▸ Énoncé A
Pour chacun des énoncés suivants, dites s'il concorde avec le jugement. Répondez par oui ou non, en citant tels quels les mots décisifs du jugement. (i) La décision contestée est datée du 8 janvier 2007. (ii) Les enfants du demandeur vivent au Canada. (iii) Le demandeur a produit un certificat de mariage.
▸ Énoncé B
Modifiez le passage du jugement situé entre « [1]               Il s’agit » et « ordonnance de divorce. », inclus, en remplaçant « Géorgie » par « Arménie ».
▸ Énoncé C
Veuillez poursuivre le jugement sur la demande de contrôle judiciaire du demandeur à partir de l'endroit où il s'arrête.

Dossier : IMM‑592‑07

Référence : 2008 CF 154

Ottawa (Ontario), le 6 février 2008

EN PRÉSENCE DE MONSIEUR LE JUGE ORVILLE FRENETTE

 

 

ENTRE :

BADRI NATSVLISHVILI

demandeur

et

 

LE MINISTRE DE LA CITOYENNETÉ ET DE L’IMMIGRATION

défendeur

 

MOTIFS DU JUGEMENT ET JUGEMENT

 

[1]               Il s’agit d’une demande de contrôle judiciaire concernant une décision datée du 8 janvier 2007 par laquelle la Section de la protection des réfugiés de la Commission de l’immigration et du statut de réfugié (la Commission) a conclu que le demandeur n’avait pas la qualité de réfugié ni celle de personne à protéger.

 

I. Les faits

 

[2]               Le demandeur est un citoyen de la Géorgie qui dit craindre d’être persécuté dans ce pays du fait de son orientation sexuelle.

 

[3]               Le demandeur a été marié à une femme pendant sept ans et a deux enfants (âgés de 14 et de 16 ans), qui vivent en Géorgie chez sa sœur. Dans son formulaire de renseignements personnels (FRP), il a déclaré qu’il était séparé de son épouse mais, dans son témoignage, il a dit qu’il était divorcé. Il n’a produit ni certificat de mariage ni ordonnance de divorce.

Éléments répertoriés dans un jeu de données
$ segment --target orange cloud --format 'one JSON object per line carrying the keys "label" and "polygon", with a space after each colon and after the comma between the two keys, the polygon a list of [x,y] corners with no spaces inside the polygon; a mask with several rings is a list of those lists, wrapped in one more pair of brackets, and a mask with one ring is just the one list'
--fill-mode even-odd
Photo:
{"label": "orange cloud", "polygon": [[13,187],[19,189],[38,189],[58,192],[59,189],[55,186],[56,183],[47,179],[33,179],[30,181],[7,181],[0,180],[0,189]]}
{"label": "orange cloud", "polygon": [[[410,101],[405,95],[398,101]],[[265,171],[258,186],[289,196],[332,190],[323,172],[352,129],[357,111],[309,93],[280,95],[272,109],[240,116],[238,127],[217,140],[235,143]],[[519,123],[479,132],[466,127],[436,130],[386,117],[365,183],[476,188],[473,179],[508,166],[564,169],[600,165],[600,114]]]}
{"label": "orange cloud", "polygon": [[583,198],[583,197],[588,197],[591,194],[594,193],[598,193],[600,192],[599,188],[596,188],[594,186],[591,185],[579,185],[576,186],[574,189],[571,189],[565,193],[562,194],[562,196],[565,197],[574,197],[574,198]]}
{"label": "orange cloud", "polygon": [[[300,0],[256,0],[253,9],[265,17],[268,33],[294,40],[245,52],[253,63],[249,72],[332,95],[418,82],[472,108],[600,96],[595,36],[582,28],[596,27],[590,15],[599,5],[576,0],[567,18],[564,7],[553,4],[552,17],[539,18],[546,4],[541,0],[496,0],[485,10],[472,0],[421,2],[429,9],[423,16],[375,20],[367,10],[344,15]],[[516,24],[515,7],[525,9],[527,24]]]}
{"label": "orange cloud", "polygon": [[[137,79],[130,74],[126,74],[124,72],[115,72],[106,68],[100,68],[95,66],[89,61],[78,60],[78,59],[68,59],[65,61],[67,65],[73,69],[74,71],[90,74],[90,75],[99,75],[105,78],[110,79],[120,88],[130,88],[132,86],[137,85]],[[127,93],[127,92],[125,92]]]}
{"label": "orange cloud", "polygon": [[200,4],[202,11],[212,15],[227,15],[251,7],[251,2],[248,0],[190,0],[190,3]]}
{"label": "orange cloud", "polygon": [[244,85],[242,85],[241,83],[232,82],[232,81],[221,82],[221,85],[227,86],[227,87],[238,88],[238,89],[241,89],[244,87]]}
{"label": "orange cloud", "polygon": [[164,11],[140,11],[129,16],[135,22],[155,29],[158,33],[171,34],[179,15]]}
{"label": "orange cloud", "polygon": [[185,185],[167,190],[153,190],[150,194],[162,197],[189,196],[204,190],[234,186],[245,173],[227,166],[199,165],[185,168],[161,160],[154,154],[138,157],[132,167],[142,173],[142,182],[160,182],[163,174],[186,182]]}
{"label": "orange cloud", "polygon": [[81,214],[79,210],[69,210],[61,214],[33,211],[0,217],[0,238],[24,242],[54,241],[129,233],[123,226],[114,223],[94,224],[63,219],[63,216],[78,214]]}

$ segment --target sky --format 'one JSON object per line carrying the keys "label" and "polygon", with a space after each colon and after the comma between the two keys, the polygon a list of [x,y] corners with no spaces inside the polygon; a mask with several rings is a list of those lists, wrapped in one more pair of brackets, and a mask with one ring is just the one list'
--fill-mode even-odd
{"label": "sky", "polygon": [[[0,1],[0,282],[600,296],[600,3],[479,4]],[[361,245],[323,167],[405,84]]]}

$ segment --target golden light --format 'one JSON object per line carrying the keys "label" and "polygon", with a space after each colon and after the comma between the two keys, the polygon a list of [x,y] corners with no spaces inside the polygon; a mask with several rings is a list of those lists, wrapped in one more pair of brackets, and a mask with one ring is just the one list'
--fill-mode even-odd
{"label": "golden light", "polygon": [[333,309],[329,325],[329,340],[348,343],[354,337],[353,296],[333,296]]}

▸ Réponse finale A
(i) Oui : « une décision datée du 8 janvier 2007 ».
(ii) Non : « qui vivent en Géorgie chez sa sœur ».
(iii) Non : « Il n’a produit ni certificat de mariage ni ordonnance de divorce. »

▸ Réponse finale B
[1]               Il s’agit d’une demande de contrôle judiciaire concernant une décision datée du 8 janvier 2007 par laquelle la Section de la protection des réfugiés de la Commission de l’immigration et du statut de réfugié (la Commission) a conclu que le demandeur n’avait pas la qualité de réfugié ni celle de personne à protéger.

 

I. Les faits

 

[2]               Le demandeur est un citoyen de la Arménie qui dit craindre d’être persécuté dans ce pays du fait de son orientation sexuelle.

 

[3]               Le demandeur a été marié à une femme pendant sept ans et a deux enfants (âgés de 14 et de 16 ans), qui vivent en Arménie chez sa sœur. Dans son formulaire de renseignements personnels (FRP), il a déclaré qu’il était séparé de son épouse mais, dans son témoignage, il a dit qu’il était divorcé. Il n’a produit ni certificat de mariage ni ordonnance de divorce.

▸ Réponse finale C
[4]               Il prétend que son épouse a demandé le divorce parce qu’elle était insatisfaite sexuellement. Il dit qu’il est homosexuel depuis l’âge de seize ans mais qu’il n’a pas exprimé ouvertement son orientation à cause de l’attitude homophobe de la société géorgienne. Il s’est marié, soutient‑il, pour donner l’impression qu’il était « normal ».

 

[5]               Le demandeur a vécu 23 ans sans exprimer son homosexualité, à l’exception d’une brève relation, à l’âge de 39 ans, avec un collègue de travail nommé Giorgi. Celui‑ci l’a quitté pour six mois, avant de revenir en octobre 2005. À ce moment‑là, il semblait être sous l’influence de la drogue et a demandé de l’argent, menaçant le demandeur de dévoiler son orientation sexuelle. Ce dernier lui a remis la somme de 100 $. Plus tard, Giorgi a demandé de l’argent à la sœur du demandeur, mais celle‑ci a refusé. Le demandeur a décidé de venir au Canada parce qu’il craignait d’être victime de ce chantage, ainsi que de discrimination et de harcèlement en Géorgie.

 

[6]               Selon la documentation produite en preuve ‑ un rapport de la Commission des questions juridiques et des droits de l’homme de l’Assemblée parlementaire du Conseil de l’Europe, daté du 16 février 2000 ‑ l’homosexualité était un sujet tabou en Géorgie.

 

[7]               D’après une mise à jour du rapport produite le 24 novembre 2004, la Géorgie a décriminalisé l’homosexualité le 16 novembre 2004. Selon ce document, les homosexuels sont encore victimes de discrimination dans ce pays.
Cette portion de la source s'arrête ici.